■ WHAT NEEDS TO BE DONE: All lines from the one with "of the shrub." to the end of the material, both included, are to be written out exactly and without anything else.

■ INFORMATION:
════════════════
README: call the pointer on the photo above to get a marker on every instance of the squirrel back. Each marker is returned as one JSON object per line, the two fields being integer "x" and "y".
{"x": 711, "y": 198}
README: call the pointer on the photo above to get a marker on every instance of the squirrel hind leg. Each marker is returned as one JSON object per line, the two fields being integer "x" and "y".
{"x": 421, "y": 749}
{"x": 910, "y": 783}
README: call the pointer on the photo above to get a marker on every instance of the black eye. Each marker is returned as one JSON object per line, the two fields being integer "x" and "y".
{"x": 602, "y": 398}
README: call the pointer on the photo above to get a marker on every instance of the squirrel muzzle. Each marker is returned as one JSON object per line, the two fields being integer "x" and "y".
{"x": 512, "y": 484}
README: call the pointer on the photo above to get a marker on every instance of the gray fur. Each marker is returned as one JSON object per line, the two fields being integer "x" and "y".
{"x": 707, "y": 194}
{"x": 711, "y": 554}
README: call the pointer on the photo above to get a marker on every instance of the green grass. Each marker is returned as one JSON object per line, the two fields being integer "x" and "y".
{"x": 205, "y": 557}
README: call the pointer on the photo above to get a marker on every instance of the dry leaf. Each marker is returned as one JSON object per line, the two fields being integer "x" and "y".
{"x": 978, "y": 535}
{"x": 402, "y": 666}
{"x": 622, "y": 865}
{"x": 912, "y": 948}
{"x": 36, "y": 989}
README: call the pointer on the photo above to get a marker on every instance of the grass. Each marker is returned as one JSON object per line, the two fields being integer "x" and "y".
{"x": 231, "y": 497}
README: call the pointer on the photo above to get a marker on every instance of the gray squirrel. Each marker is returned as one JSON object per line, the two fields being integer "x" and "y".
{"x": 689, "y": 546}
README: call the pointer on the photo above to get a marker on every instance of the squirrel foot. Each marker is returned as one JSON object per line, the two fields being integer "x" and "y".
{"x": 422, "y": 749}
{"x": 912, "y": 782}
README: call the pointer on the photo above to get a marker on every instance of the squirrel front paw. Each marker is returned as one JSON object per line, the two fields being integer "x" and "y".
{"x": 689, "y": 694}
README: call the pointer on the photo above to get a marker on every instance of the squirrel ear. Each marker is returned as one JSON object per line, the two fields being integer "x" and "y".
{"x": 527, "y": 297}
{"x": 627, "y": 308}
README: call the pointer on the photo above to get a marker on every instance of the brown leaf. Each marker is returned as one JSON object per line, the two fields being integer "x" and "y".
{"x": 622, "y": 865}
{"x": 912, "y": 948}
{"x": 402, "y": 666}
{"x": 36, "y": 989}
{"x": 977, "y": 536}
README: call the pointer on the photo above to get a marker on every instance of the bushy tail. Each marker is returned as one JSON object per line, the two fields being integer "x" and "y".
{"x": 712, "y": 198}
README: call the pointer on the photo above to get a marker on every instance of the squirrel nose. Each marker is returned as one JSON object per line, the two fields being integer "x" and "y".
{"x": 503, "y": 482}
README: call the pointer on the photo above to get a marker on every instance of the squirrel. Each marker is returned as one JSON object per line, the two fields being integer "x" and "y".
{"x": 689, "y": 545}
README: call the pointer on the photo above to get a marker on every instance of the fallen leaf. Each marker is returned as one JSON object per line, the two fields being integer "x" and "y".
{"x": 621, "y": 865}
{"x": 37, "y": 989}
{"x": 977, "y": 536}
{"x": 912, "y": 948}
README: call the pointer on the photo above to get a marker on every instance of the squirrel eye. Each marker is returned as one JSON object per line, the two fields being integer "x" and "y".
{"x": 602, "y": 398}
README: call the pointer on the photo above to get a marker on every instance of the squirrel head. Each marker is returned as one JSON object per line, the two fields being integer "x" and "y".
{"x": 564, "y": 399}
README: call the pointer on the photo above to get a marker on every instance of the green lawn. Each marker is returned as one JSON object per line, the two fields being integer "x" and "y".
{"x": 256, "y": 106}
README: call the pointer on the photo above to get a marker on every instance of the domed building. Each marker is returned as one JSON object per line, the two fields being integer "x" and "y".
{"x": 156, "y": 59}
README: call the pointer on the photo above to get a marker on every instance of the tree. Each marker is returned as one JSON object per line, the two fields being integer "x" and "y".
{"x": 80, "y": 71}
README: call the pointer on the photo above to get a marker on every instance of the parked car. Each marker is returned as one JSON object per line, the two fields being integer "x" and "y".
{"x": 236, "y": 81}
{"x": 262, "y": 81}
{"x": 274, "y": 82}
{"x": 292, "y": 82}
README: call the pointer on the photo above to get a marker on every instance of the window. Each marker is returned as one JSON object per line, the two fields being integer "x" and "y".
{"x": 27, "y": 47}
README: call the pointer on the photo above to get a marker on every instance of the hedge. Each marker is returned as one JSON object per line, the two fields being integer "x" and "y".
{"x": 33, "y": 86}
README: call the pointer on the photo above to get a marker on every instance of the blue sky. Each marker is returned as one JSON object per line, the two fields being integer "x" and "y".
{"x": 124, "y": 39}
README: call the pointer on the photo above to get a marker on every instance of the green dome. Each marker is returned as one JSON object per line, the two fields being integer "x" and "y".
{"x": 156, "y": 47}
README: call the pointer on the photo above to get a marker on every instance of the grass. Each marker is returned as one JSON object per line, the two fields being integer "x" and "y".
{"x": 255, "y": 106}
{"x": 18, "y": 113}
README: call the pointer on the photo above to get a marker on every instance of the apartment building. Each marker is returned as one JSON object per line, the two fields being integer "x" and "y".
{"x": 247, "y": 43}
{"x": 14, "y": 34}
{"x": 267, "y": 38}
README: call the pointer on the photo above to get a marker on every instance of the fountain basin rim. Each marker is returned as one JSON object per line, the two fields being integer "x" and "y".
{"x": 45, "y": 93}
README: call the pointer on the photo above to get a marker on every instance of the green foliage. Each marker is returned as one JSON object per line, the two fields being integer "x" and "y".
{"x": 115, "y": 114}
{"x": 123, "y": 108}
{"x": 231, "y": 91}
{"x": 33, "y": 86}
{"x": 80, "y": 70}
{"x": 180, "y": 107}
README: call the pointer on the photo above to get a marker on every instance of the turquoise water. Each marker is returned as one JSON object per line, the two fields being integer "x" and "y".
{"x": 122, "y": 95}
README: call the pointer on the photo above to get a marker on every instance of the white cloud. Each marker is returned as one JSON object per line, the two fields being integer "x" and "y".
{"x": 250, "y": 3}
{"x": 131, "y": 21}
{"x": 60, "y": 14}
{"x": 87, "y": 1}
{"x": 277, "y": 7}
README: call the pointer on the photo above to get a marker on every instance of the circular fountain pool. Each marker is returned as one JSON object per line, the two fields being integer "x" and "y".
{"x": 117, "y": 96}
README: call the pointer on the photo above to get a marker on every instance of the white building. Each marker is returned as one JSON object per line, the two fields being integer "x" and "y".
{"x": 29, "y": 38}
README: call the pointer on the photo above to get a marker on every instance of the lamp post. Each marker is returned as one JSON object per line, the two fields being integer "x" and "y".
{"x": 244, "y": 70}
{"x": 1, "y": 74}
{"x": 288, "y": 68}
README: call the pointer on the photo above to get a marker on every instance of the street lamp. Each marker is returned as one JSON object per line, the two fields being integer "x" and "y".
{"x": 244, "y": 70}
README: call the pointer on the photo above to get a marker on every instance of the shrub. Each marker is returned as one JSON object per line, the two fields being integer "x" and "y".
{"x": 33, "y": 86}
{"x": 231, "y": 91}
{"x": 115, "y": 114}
════════════════
■ RESULT BELOW:
README: call the pointer on the photo above to get a marker on every instance of the shrub. Each marker is returned as one JSON object per line, the two fields being integer "x" and "y".
{"x": 33, "y": 86}
{"x": 231, "y": 91}
{"x": 115, "y": 114}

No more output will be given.